- _Given passage_:
● ● ● ●

/* $CSK: lesson13.c,v 1.1 2010/01/09 21:54:37 ckuethe Exp $ */
/*
 * Copyright (c) 2010 Chris Kuethe <chris.kuethe@gmail.com>
 *
 * Permission to use, copy, modify, and distribute this software for any
 * purpose with or without fee is hereby granted, provided that the above
 * copyright notice and this permission notice appear in all copies.
 *
 * THE SOFTWARE IS PROVIDED "AS IS" AND THE AUTHOR DISCLAIMS ALL WARRANTIES
 * WITH REGARD TO THIS SOFTWARE INCLUDING ALL IMPLIED WARRANTIES OF
 * MERCHANTABILITY AND FITNESS. IN NO EVENT SHALL THE AUTHOR BE LIABLE FOR
 * ANY SPECIAL, DIRECT, INDIRECT, OR CONSEQUENTIAL DAMAGES OR ANY DAMAGES
 * WHATSOEVER RESULTING FROM LOSS OF USE, DATA OR PROFITS, WHETHER IN AN
 * ACTION OF CONTRACT, NEGLIGENCE OR OTHER TORTIOUS ACTION, ARISING OUT OF
 * OR IN CONNECTION WITH THE USE OR PERFORMANCE OF THIS SOFTWARE.

● ● ● ●

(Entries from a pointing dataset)
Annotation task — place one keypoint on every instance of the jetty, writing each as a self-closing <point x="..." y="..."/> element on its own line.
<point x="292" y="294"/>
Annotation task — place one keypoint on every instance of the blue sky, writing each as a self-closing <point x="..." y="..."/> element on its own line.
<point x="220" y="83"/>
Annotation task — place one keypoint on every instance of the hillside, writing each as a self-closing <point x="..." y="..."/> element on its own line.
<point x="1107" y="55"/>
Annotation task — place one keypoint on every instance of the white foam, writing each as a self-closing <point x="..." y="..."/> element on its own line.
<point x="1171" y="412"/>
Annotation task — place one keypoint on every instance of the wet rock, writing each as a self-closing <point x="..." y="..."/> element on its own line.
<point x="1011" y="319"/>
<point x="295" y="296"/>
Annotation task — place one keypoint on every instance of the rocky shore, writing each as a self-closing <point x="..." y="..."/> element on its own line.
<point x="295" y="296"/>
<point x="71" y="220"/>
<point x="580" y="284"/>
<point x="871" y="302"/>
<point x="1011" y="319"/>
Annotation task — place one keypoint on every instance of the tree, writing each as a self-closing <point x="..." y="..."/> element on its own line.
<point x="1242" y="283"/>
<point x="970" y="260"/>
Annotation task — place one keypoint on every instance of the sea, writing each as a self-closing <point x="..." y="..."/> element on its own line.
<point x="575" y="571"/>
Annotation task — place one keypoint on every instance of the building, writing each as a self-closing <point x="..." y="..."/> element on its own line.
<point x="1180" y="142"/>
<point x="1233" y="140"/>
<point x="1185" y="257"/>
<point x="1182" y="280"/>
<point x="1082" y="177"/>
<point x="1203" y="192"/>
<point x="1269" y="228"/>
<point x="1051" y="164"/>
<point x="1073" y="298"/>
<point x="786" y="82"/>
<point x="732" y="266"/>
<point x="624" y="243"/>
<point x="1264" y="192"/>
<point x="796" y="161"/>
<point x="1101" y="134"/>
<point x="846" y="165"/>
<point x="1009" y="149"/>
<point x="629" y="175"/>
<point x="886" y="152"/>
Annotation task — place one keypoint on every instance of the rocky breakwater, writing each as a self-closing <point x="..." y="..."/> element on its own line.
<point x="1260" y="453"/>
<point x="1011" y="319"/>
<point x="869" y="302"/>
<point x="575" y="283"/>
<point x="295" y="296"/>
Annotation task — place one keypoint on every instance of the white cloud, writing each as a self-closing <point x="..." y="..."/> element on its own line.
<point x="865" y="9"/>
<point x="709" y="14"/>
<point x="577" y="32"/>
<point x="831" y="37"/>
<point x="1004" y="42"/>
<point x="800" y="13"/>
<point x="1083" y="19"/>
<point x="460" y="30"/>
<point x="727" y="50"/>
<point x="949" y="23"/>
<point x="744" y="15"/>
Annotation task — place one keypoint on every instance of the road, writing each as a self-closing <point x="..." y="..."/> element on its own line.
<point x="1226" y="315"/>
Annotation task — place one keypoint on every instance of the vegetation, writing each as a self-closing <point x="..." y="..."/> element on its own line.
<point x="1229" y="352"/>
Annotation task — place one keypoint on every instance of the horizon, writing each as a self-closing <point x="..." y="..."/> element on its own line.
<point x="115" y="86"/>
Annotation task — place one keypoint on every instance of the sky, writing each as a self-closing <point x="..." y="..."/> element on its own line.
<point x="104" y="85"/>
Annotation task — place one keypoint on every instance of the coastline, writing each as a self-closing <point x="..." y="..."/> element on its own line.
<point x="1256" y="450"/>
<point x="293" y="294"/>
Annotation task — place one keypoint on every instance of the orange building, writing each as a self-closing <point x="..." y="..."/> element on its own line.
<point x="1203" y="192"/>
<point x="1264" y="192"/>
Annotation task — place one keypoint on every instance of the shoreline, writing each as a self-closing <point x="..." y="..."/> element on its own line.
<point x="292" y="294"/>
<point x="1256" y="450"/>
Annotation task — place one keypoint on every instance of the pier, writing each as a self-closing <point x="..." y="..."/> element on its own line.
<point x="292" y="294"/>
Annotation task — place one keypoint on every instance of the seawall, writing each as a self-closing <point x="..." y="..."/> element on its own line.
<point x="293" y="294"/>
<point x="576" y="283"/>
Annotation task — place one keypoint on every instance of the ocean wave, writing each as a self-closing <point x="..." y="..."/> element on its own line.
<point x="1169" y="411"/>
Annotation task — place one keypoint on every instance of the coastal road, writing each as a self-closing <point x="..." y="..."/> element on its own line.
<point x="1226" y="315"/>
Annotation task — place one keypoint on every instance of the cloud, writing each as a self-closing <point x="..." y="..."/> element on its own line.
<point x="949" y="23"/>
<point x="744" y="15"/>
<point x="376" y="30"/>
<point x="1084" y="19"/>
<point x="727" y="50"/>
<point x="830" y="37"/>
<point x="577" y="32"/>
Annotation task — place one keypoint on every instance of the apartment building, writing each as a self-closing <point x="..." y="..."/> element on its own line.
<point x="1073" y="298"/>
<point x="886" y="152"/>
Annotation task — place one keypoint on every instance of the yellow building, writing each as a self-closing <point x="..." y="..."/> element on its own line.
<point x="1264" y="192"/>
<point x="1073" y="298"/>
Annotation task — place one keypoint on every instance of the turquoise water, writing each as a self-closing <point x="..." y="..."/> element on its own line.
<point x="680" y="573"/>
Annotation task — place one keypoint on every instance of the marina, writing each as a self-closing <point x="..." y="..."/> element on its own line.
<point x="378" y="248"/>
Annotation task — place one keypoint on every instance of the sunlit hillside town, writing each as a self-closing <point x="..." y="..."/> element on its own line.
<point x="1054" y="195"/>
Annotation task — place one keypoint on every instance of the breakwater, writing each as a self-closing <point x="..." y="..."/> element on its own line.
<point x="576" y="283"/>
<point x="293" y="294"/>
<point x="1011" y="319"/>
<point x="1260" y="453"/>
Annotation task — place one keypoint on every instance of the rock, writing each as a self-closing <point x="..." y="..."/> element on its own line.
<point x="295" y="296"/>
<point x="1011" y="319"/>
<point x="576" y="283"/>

● ● ● ●

- _Tasks to perform_:
1: Who holds the copyright named in the license header?
2: Which actions does the license header grant permission to perform with the software? List them all.
These lines have nothing to do with the license header.

- _The responses_:
1: Chris Kuethe

2: Use, copy, modify, and distribute.